◆ Written problem 1 ◆
Please arrange the rows, starting with the first one and going on through the line with "[[375, 598], [192, 467], [264, 633]]", as a JSON list of strings with one string per line and blank lines left out.

◆ Page excerpt ◆
----

Absalom had worked for the deceased family for 8 years before the incident. He worked as gardener within their compound. Since he worked outside the house, Absalom testified that he witnessed the movements of members of the deceased family between 8 am when he reported to work, and 4. 20 pm when he reported off. The only variation between his evidence and that of Josphat which is worthy of mention, was his evidence of the visit to the home by Hemlatta’s mother. Absalom testified that Hemlatta’s mother was driven to the home by her driver at around 11 am. He testified that she then went with her daughter, Hemlatta, in her car and that both did not return until 12. 30 pm. Upon their return, Absalom testified that the granny was driven away by her driver leaving her daughter Hemlatta, behind.

The evidence of Stephen, the night guard, was that he had worked in the home for 7 years. Stephen testified that he had been seconded to the home by MASS SECURITY his employers. Stephen stated that he reported on duty between 6 and 6. 30 pm on 5th July 2008. He said that Josphat was waiting for him at the gate as was the custom. Josphat opened for him and gave him the gate keys. He stated that he changed into his uniform and started patrolling within the compound. It was Stephen’s testimony that at 8 pm, the accused went to the home accompanied by two African men. Stephen testified that he was concerned about the accused’s accompaniment into the home at night by the two African men and that as a result of that concern he went to Josphat’s quarters and informed him. He said that he took no action when Josphat said that it was not unusual for the accused to take his workers home.

Stephen stated that the three, that is the accused and the 2 men, stayed at the house for between 15 to 30 minutes, before driving away with his guests. Stephen said that between 9. 30 pm and 10 pm same night, the accused drove home with his estranged wife, and that shortly after they entered the house, the wife went out to inform him to check in the house. That, upon entering the sitting room he stepped on human fingers. He realized later that the fingers had been chopped off Hemlatta’s hand and that Hemlatta lay dead in a pool of blood.

The accused was placed on his defence and his evidence, by way of an unsworn statement, was to the effect of denying the offence. The accused narrated how he had spent the day and early part of the evening of the material day. He stated that that morning he had visited his father at his shop up to 11 am. It was his evidence that he later proceeded to Mary’s Club Westlands, where he sat chatting with his friends and playing cards between 12 noon and 7 pm. He testified that at 7 pm he left the club and proceeded to pick his estranged wife from the parents’ house. He took the wife to Liza Apartments, a Chinese Restaurant where they arrived at quarter to eight. The accused testified that he sat with his wife nibbling rather than having supper up to 9. 15 or 9. 20 pm when he claims a feeling that something bad had happened overwhelmed him. That after a call to his father’s mobile phone and the home landline went unanswered, he decided that they both proceed to his home at 9. 30 pm which they did.

That on arrival at home he found both parents lying dead in separate rooms, and some household electrical gadgets having been moved around the house. That is when they called police.

I have carefully considered the evidence adduced by the prosecution as well as the defence. I have also carefully considered submissions by both counsel.

The evidential burden is upon the prosecution to prove its case beyond any reasonable doubt. The Court of Appeal for Eastern

Africa, in the celebrated case of OKALE VS. REP 1965 EA 555 held:

“In every criminal trial a conviction can only be based on the weight of the actual evidence adduced and it is dangerous and inadvisable for a trial judge to put forward a theory not canvassed in evidence or in counsels’ speeches;

(repeating the principles set out in NDEGE MARAGWA VS. REP (10)), the burden of proof in criminal proceedings is throughout on the prosecution, and it is the duty of the trial judge to look at the evidence as a whole.”

----

◆ Data shown ◆
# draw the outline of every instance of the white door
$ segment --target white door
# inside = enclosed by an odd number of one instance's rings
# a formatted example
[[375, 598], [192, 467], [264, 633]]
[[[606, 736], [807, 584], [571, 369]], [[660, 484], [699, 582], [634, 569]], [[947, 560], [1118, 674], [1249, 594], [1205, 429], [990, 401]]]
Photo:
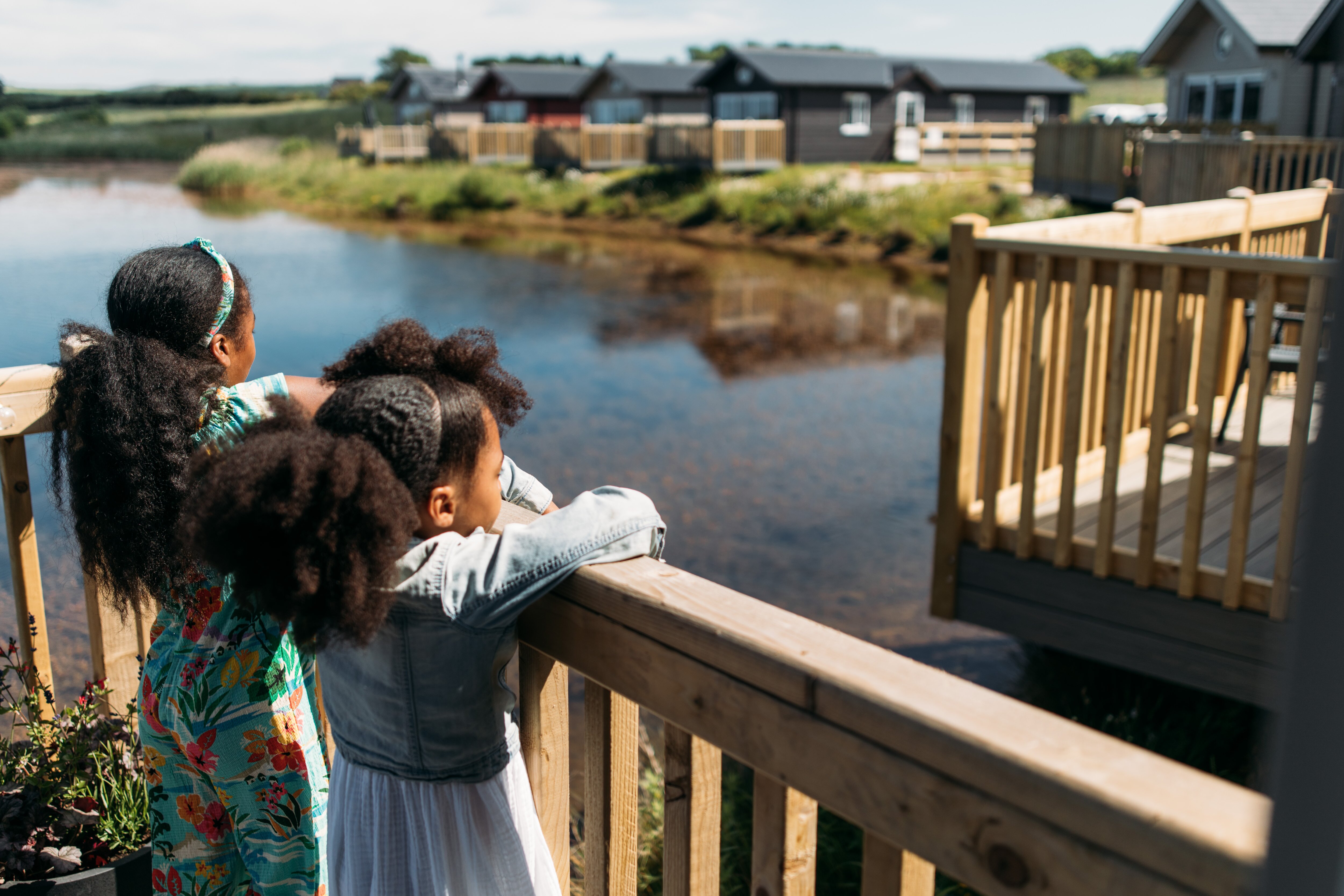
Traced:
[[902, 90], [896, 94], [896, 145], [892, 156], [896, 161], [918, 163], [919, 125], [923, 124], [923, 94]]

----

◆ Written problem 2 ◆
In the trial excerpt, where did the accused take his estranged wife after picking her up?

◆ Result 1 ◆
[
  "# draw the outline of every instance of the white door",
  "$ segment --target white door",
  "# inside = enclosed by an odd number of one instance's rings",
  "# a formatted example",
  "[[375, 598], [192, 467], [264, 633]]"
]

◆ Result 2 ◆
To Liza Apartments, a Chinese restaurant.